The other day when I was heading home from work one of the new trains pulled into the Bethesda Metro station. I decided to jump on and get a first hand look at what the new trains looked like.
I was impressed. Very modern looking. First thing you notice is there is an automated announcement of what stop you are at. No more garbled or incomprehensible announcements from the conductor of the train.
No carpet on the train at all. There are several places that shows what the next stop is as well as the rest of the stops on the line.
The seats were very comfortable. They have a higher back on them which gives you more support. There are no arm rests any more so you can't catch a strap from a purse or back pack on one of them.
In all a very favorable impression. I will say that around the doors there doesn't seem enough things to hold on to. I know the idea is to have people move into the center of the car. But at some point, especially during rush hour the car will fill up.
It was a great look into the future of Metro. The draw back is, of course, it will be years before this types of cars become the rule on Metro as opposed to the exception.
And as people wait you have the problems you had this morning. All the fancy new trains won't make up for what feels like delays all the time. Here's a little of what happened:
Updated at 8:27 a.m.
Metro said trains on its Red Line are continuing to share a track between the Grosvenor and Twinbrook stations.
There is a problem after oil spilled on the tracks, while another train was offloaded for a brake problem. Delays are up to 30 minutes for riders.
Metro said trains are bypassing the White Flint and Twinbrook stops.
Updated at 8:49 a.m.

****

▶ _WORK TO COMPLETE_:
Can you reproduce the Metro train post word for word from "And as people" to "at 8:27 a.m."? The material after this text comes from a different source.

▶ _DATA EXCERPTS_:
****

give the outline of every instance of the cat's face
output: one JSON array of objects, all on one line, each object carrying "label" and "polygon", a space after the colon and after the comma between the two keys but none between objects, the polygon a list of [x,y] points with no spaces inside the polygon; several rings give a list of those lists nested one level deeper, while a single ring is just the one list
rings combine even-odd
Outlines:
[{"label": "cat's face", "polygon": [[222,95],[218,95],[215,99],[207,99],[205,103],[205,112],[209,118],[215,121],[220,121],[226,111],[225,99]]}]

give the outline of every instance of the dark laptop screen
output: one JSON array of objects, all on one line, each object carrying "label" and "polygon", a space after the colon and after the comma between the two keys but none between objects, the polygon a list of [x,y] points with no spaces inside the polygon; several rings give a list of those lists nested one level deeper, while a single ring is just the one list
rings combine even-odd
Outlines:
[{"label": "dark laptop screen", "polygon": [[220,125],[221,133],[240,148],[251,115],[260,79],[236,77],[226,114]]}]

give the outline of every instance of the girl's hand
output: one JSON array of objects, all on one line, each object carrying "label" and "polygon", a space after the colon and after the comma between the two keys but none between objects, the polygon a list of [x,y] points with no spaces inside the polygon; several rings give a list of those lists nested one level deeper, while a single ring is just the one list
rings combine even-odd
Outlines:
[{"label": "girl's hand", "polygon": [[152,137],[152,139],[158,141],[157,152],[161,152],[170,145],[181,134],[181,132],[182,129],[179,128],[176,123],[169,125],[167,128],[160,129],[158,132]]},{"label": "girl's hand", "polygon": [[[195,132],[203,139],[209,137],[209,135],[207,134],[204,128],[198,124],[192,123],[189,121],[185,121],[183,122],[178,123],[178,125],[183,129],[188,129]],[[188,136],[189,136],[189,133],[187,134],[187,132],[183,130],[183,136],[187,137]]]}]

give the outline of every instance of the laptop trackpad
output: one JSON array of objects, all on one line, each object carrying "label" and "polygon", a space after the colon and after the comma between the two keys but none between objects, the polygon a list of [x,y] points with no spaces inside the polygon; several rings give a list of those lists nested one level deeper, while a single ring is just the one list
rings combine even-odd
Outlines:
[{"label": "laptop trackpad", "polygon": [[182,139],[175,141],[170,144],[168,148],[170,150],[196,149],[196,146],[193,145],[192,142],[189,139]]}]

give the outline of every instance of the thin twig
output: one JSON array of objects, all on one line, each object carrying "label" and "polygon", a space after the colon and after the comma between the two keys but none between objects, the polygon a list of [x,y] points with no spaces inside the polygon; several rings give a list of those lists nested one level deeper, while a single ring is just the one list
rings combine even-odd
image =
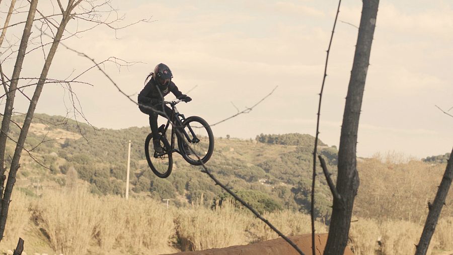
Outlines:
[{"label": "thin twig", "polygon": [[[445,111],[442,110],[441,109],[440,109],[440,107],[439,107],[438,106],[436,106],[436,105],[434,105],[436,107],[437,107],[437,108],[438,108],[439,110],[440,110],[440,111],[441,111],[442,112],[443,112],[443,113],[446,114],[447,115],[448,115],[448,116],[450,116],[450,117],[453,117],[453,115],[452,115],[450,114],[449,113],[448,113],[445,112]],[[448,110],[448,111],[449,111],[450,110],[451,110],[452,109],[453,109],[453,107],[451,107],[451,108],[450,108],[450,109]]]},{"label": "thin twig", "polygon": [[278,88],[278,86],[275,86],[275,88],[274,88],[274,89],[272,90],[272,91],[270,92],[270,93],[267,94],[267,95],[266,95],[265,97],[264,97],[264,98],[262,98],[261,100],[260,100],[259,101],[258,101],[258,103],[257,103],[256,104],[255,104],[255,105],[254,105],[253,106],[252,106],[252,107],[248,107],[248,108],[246,108],[244,111],[242,111],[242,112],[238,112],[238,113],[235,114],[234,115],[233,115],[233,116],[232,116],[229,117],[228,118],[226,118],[226,119],[223,119],[223,120],[221,120],[221,121],[218,121],[218,122],[216,122],[216,123],[213,124],[212,125],[209,125],[209,126],[210,126],[210,127],[213,127],[213,126],[215,126],[216,125],[217,125],[217,124],[218,124],[221,123],[222,122],[224,122],[224,121],[226,121],[227,120],[229,120],[229,119],[232,119],[232,118],[234,118],[234,117],[237,116],[238,115],[241,115],[241,114],[244,114],[244,113],[249,113],[249,112],[250,112],[251,111],[252,111],[252,110],[254,108],[255,108],[255,106],[257,106],[258,105],[259,105],[260,103],[261,103],[262,102],[263,102],[265,99],[266,99],[266,98],[267,98],[268,97],[269,97],[269,96],[270,96],[271,95],[272,95],[272,93],[273,93],[275,91],[275,90],[276,90],[276,89],[277,89],[277,88]]},{"label": "thin twig", "polygon": [[337,19],[338,18],[338,13],[340,13],[340,5],[341,0],[338,2],[338,8],[337,9],[337,14],[335,15],[335,20],[334,22],[333,28],[332,30],[332,34],[330,36],[330,41],[329,42],[329,47],[327,48],[327,54],[326,56],[326,64],[324,66],[324,75],[323,77],[323,83],[321,85],[321,92],[319,93],[319,104],[318,106],[318,117],[316,121],[316,137],[315,138],[315,148],[313,150],[313,177],[312,180],[312,202],[310,208],[310,215],[312,218],[312,252],[315,254],[316,249],[315,245],[315,184],[316,180],[316,155],[318,154],[318,139],[319,136],[319,120],[321,116],[321,101],[323,98],[323,91],[324,90],[324,83],[326,81],[326,77],[327,76],[327,63],[329,61],[329,53],[330,52],[330,47],[332,46],[332,41],[333,39],[333,35],[335,31],[335,26],[337,25]]},{"label": "thin twig", "polygon": [[349,22],[346,22],[346,21],[343,21],[342,20],[340,20],[340,21],[340,21],[340,22],[343,22],[343,23],[347,24],[348,24],[348,25],[350,25],[351,26],[354,27],[354,28],[356,28],[356,29],[358,29],[358,28],[359,28],[358,27],[357,27],[357,26],[356,26],[356,25],[353,24],[352,23],[349,23]]}]

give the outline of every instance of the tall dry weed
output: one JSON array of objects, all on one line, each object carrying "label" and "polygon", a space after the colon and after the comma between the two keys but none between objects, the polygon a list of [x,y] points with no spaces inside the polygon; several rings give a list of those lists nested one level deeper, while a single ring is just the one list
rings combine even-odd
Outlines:
[{"label": "tall dry weed", "polygon": [[439,220],[434,237],[439,242],[438,248],[453,250],[453,217],[441,218]]},{"label": "tall dry weed", "polygon": [[67,255],[85,254],[98,215],[97,199],[87,189],[47,191],[32,206],[35,219],[48,236],[50,246]]},{"label": "tall dry weed", "polygon": [[175,218],[183,250],[201,250],[248,243],[249,215],[224,202],[214,210],[202,207],[180,211]]},{"label": "tall dry weed", "polygon": [[[311,233],[312,222],[310,216],[289,210],[266,213],[263,217],[267,219],[283,234],[295,235]],[[321,222],[316,221],[317,233],[326,233],[327,227]],[[247,227],[251,242],[264,241],[278,237],[278,235],[262,221],[254,219]]]},{"label": "tall dry weed", "polygon": [[[167,251],[175,235],[174,213],[154,200],[103,198],[96,236],[103,250],[130,253]],[[114,224],[112,224],[114,223]],[[116,245],[114,245],[115,244]]]},{"label": "tall dry weed", "polygon": [[371,255],[379,250],[381,231],[375,220],[360,218],[351,223],[350,245],[355,255]]},{"label": "tall dry weed", "polygon": [[20,191],[13,192],[8,218],[2,240],[3,246],[16,247],[19,237],[23,237],[30,219],[30,198]]},{"label": "tall dry weed", "polygon": [[[404,221],[389,221],[381,226],[382,252],[385,255],[407,255],[415,252],[423,226]],[[426,254],[431,254],[436,245],[432,238]]]}]

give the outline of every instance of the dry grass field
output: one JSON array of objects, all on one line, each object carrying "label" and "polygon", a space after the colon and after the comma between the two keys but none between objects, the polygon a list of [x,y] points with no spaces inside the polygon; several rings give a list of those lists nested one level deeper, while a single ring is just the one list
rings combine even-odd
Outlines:
[{"label": "dry grass field", "polygon": [[[308,215],[289,211],[265,217],[285,234],[309,233]],[[327,231],[317,223],[320,233]],[[422,226],[403,220],[356,218],[350,246],[356,254],[413,253]],[[429,250],[453,249],[453,218],[439,222]],[[178,209],[149,198],[100,197],[84,185],[44,191],[40,197],[13,195],[0,251],[25,240],[27,254],[160,254],[245,244],[277,237],[250,213],[232,203],[212,209]],[[433,249],[436,252],[432,253]],[[381,253],[375,253],[378,252]]]}]

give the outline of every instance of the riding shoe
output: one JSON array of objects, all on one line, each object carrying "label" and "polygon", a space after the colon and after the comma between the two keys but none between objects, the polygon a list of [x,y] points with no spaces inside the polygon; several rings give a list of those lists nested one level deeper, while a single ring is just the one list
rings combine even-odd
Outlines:
[{"label": "riding shoe", "polygon": [[161,147],[161,143],[158,140],[153,140],[153,145],[154,147],[154,151],[157,153],[164,153],[164,150],[162,149],[162,147]]}]

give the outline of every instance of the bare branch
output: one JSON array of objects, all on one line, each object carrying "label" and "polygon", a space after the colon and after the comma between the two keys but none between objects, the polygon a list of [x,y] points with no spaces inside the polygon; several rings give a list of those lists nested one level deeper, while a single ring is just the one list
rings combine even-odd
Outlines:
[{"label": "bare branch", "polygon": [[[450,114],[449,113],[448,113],[445,112],[445,111],[442,110],[442,109],[440,108],[440,107],[439,107],[438,106],[436,106],[436,105],[435,105],[435,106],[436,107],[437,107],[437,108],[438,108],[439,110],[440,110],[440,111],[441,111],[442,112],[443,112],[443,113],[446,114],[447,115],[448,115],[448,116],[450,116],[450,117],[453,117],[453,115],[452,115]],[[453,109],[453,107],[451,107],[451,108],[450,108],[449,109],[448,109],[448,110],[447,111],[449,112],[449,111],[450,110],[451,110],[452,109]]]},{"label": "bare branch", "polygon": [[[119,88],[119,87],[116,84],[116,83],[115,82],[115,81],[114,81],[110,77],[110,76],[109,76],[109,75],[107,74],[105,72],[105,71],[104,71],[104,70],[103,70],[99,66],[99,64],[96,63],[96,62],[94,60],[94,59],[90,58],[89,56],[88,56],[86,54],[82,53],[82,52],[77,51],[76,50],[71,49],[70,48],[67,47],[67,46],[64,45],[64,44],[63,44],[62,43],[61,43],[61,45],[63,45],[65,47],[66,47],[66,49],[78,53],[79,55],[84,56],[84,57],[90,59],[92,62],[93,62],[93,63],[95,63],[96,66],[98,67],[98,68],[104,74],[104,75],[105,75],[107,77],[107,78],[110,81],[110,82],[112,82],[112,84],[113,84],[113,85],[115,86],[115,87],[116,88],[116,89],[118,90],[118,91],[120,92],[120,93],[121,93],[124,96],[125,96],[126,98],[127,98],[127,99],[129,99],[129,101],[132,102],[134,104],[136,104],[137,105],[140,105],[138,103],[137,103],[135,101],[132,100],[129,96],[128,96],[126,93],[125,93],[124,92],[123,92]],[[272,93],[273,93],[273,92],[275,90],[275,89],[276,88],[277,88],[277,87],[276,87],[274,89],[274,90],[272,90],[272,91],[269,95],[268,95],[267,96],[265,97],[264,98],[261,99],[260,101],[259,101],[258,103],[257,103],[256,104],[255,104],[252,107],[251,107],[251,108],[249,108],[249,109],[250,109],[250,110],[249,110],[249,111],[250,111],[250,110],[251,110],[252,109],[253,109],[254,107],[255,107],[255,106],[258,105],[258,104],[259,104],[260,103],[262,102],[264,99],[266,99],[266,98],[267,98],[267,97],[269,96],[271,94],[272,94]],[[153,111],[155,111],[157,112],[161,112],[160,111],[158,111],[157,109],[155,109],[155,108],[154,108],[153,107],[149,107],[149,108],[153,110]],[[163,114],[164,115],[166,115],[165,113],[165,111],[163,112]],[[167,116],[167,118],[168,118],[168,116]],[[179,131],[179,130],[178,130],[177,129],[176,129],[176,131],[178,132],[179,134],[182,135],[181,134],[180,131]],[[290,240],[286,236],[285,236],[284,234],[283,234],[280,231],[279,231],[278,229],[277,229],[272,224],[271,224],[270,222],[269,222],[269,221],[268,221],[266,219],[264,219],[264,218],[263,218],[263,217],[261,216],[261,215],[260,215],[259,213],[257,212],[254,209],[253,209],[253,208],[252,208],[251,206],[248,205],[244,200],[243,200],[240,198],[239,198],[236,194],[234,193],[234,192],[232,191],[230,189],[229,189],[226,186],[225,186],[224,185],[222,184],[221,183],[220,183],[220,182],[219,182],[218,180],[217,180],[217,179],[216,179],[215,177],[214,177],[212,175],[212,174],[208,170],[207,168],[206,168],[206,165],[205,165],[204,163],[203,163],[203,162],[201,160],[200,157],[198,155],[197,155],[197,154],[195,152],[195,151],[193,150],[193,149],[191,147],[190,147],[190,146],[189,146],[189,148],[190,148],[190,150],[192,151],[192,153],[194,153],[194,155],[195,155],[197,157],[198,159],[199,160],[200,160],[200,162],[202,162],[202,165],[204,169],[204,170],[202,171],[202,172],[203,173],[205,173],[206,174],[207,174],[209,176],[209,177],[210,177],[211,179],[214,181],[214,182],[216,184],[217,184],[217,185],[220,186],[221,187],[222,187],[222,188],[223,188],[224,190],[225,190],[230,195],[233,196],[233,197],[234,197],[236,199],[237,199],[238,201],[239,201],[240,202],[241,202],[247,209],[248,209],[251,211],[252,211],[253,213],[253,214],[255,214],[255,216],[256,216],[257,217],[259,218],[260,219],[261,219],[263,222],[264,222],[266,224],[267,224],[272,230],[273,230],[274,231],[275,231],[280,236],[281,236],[287,242],[288,242],[288,243],[289,243],[291,246],[292,246],[300,254],[304,255],[304,253],[302,252],[302,251],[300,250],[300,249],[297,246],[297,245],[295,245],[292,241],[291,241],[291,240]]]},{"label": "bare branch", "polygon": [[[43,17],[43,18],[40,18],[39,19],[35,19],[33,20],[33,21],[40,21],[40,20],[45,20],[45,19],[48,19],[48,18],[50,18],[50,17],[54,17],[54,16],[60,16],[60,15],[61,15],[61,14],[52,14],[52,15],[49,15],[49,16],[45,16],[45,17]],[[10,27],[14,27],[14,26],[17,26],[18,25],[20,25],[20,24],[24,24],[24,23],[26,23],[26,21],[21,21],[21,22],[18,22],[17,23],[15,23],[15,24],[13,24],[13,25],[9,25],[6,26],[4,26],[3,28],[0,28],[0,30],[3,30],[3,29],[6,29],[6,28],[10,28]]]},{"label": "bare branch", "polygon": [[321,155],[318,155],[318,157],[319,158],[319,161],[321,162],[323,172],[324,173],[324,176],[326,176],[326,180],[327,181],[327,184],[329,185],[329,188],[330,188],[330,192],[332,192],[332,195],[335,199],[341,201],[341,196],[338,194],[337,189],[335,188],[335,185],[334,184],[333,182],[332,181],[332,179],[330,178],[330,176],[332,175],[332,174],[329,173],[325,160],[324,160],[324,159]]},{"label": "bare branch", "polygon": [[64,9],[63,9],[63,6],[61,5],[61,2],[60,0],[57,0],[57,2],[58,3],[58,7],[60,8],[60,11],[61,11],[61,14],[64,14]]},{"label": "bare branch", "polygon": [[[274,90],[275,90],[275,89]],[[181,133],[181,132],[178,129],[176,129],[176,132],[177,132],[178,133],[178,134],[179,135],[181,136],[181,137],[183,137],[184,136],[184,135],[182,134],[182,133]],[[297,245],[296,245],[294,242],[293,242],[292,241],[290,240],[289,238],[288,238],[288,237],[286,237],[286,236],[284,235],[280,231],[280,230],[279,230],[278,229],[277,229],[277,228],[276,228],[275,226],[274,226],[273,225],[271,224],[271,223],[269,222],[269,221],[268,221],[267,219],[263,218],[263,216],[262,216],[259,212],[258,212],[256,210],[255,210],[253,208],[253,207],[252,207],[251,206],[250,206],[250,205],[247,204],[247,203],[245,201],[243,200],[242,199],[240,198],[233,191],[232,191],[231,190],[229,189],[228,187],[227,187],[226,186],[225,186],[225,185],[222,184],[221,183],[220,183],[218,181],[218,180],[217,180],[217,178],[216,178],[215,177],[214,177],[212,175],[212,174],[208,169],[207,167],[206,167],[206,165],[204,164],[204,163],[201,160],[201,158],[200,158],[200,156],[198,156],[198,154],[197,154],[196,152],[195,152],[195,151],[193,150],[193,149],[192,149],[192,148],[191,147],[190,147],[190,146],[188,144],[188,146],[189,146],[189,149],[190,149],[190,150],[192,151],[192,153],[193,154],[193,155],[195,155],[195,156],[197,157],[197,159],[200,162],[201,162],[201,166],[203,167],[203,169],[201,171],[202,173],[204,173],[205,174],[207,175],[208,176],[209,176],[209,178],[211,178],[211,179],[212,179],[212,181],[213,181],[214,183],[215,183],[215,184],[216,185],[218,185],[219,186],[221,187],[222,189],[224,190],[230,195],[232,195],[232,196],[233,196],[234,198],[235,198],[235,199],[239,201],[239,202],[240,202],[241,204],[242,204],[242,205],[243,206],[244,206],[246,208],[247,208],[248,209],[249,209],[249,210],[250,210],[251,212],[252,212],[252,213],[253,213],[253,214],[254,214],[255,216],[256,216],[257,218],[261,220],[261,221],[262,221],[263,222],[266,223],[268,226],[269,226],[269,227],[270,227],[271,229],[272,229],[275,233],[277,233],[277,234],[278,234],[278,235],[279,236],[280,236],[282,238],[283,238],[287,242],[288,242],[288,243],[289,243],[291,246],[292,246],[293,248],[294,248],[296,250],[297,250],[297,252],[299,252],[299,254],[300,254],[300,255],[304,255],[304,252],[302,252],[301,250],[300,250],[300,249],[299,248],[299,247],[297,246]]]},{"label": "bare branch", "polygon": [[2,64],[0,64],[0,76],[2,76],[2,83],[3,83],[3,88],[5,89],[5,94],[8,97],[8,88],[6,87],[6,82],[5,80],[5,74],[3,73],[3,68],[2,68]]},{"label": "bare branch", "polygon": [[233,115],[232,116],[229,117],[228,118],[226,118],[226,119],[224,119],[222,120],[221,120],[221,121],[220,121],[217,122],[216,122],[216,123],[213,124],[212,125],[209,125],[209,126],[211,126],[211,127],[212,127],[212,126],[215,126],[215,125],[217,125],[217,124],[221,123],[222,122],[225,122],[225,121],[226,121],[227,120],[229,120],[229,119],[233,119],[233,118],[234,118],[234,117],[237,116],[238,115],[241,115],[241,114],[245,114],[245,113],[249,113],[249,112],[250,112],[251,111],[252,111],[252,110],[253,109],[253,108],[255,108],[255,106],[257,106],[258,105],[259,105],[260,103],[261,103],[262,102],[263,102],[265,99],[266,99],[266,98],[267,98],[268,97],[269,97],[269,96],[271,95],[272,94],[272,93],[273,93],[275,91],[275,90],[277,89],[277,87],[278,87],[278,86],[275,86],[275,88],[274,88],[274,89],[272,90],[272,91],[271,91],[270,93],[269,94],[267,94],[265,97],[264,97],[264,98],[262,98],[261,100],[260,100],[259,101],[258,101],[258,103],[257,103],[256,104],[255,104],[255,105],[254,105],[253,106],[252,106],[252,107],[247,108],[246,108],[244,110],[242,111],[242,112],[238,112],[238,113],[235,114],[234,115]]},{"label": "bare branch", "polygon": [[329,47],[327,48],[327,53],[326,55],[326,64],[324,65],[324,75],[323,76],[323,83],[321,84],[321,92],[319,93],[319,104],[318,106],[318,116],[316,121],[316,135],[315,138],[315,148],[313,150],[313,175],[312,179],[312,197],[311,208],[310,208],[310,216],[312,220],[312,252],[315,254],[315,184],[316,181],[316,155],[318,154],[318,140],[319,136],[319,120],[321,118],[321,106],[323,98],[323,91],[324,90],[324,84],[326,82],[326,77],[327,77],[327,63],[329,62],[329,53],[330,53],[330,46],[332,46],[332,41],[333,40],[333,35],[335,31],[335,26],[337,25],[337,19],[338,18],[338,14],[340,13],[340,6],[341,4],[341,0],[338,1],[338,7],[337,8],[337,14],[335,15],[335,19],[334,21],[333,28],[332,29],[332,34],[330,35],[330,40],[329,42]]},{"label": "bare branch", "polygon": [[347,24],[348,24],[348,25],[351,25],[351,26],[354,27],[354,28],[356,28],[356,29],[358,29],[358,28],[359,28],[358,27],[357,27],[357,26],[356,26],[356,25],[354,25],[354,24],[352,24],[352,23],[349,23],[349,22],[346,22],[346,21],[343,21],[342,20],[340,20],[340,22],[343,22],[343,23]]},{"label": "bare branch", "polygon": [[235,107],[235,108],[236,108],[236,110],[238,111],[238,112],[239,113],[239,109],[237,107],[236,107],[236,106],[235,105],[235,104],[233,103],[233,101],[232,101],[231,103],[231,104],[233,105],[233,106]]}]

****

▶ _ANSWER TO THIS TASK_:
And as people wait you have the problems you had this morning. All the fancy new trains won't make up for what feels like delays all the time. Here's a little of what happened:
Updated at 8:27 a.m.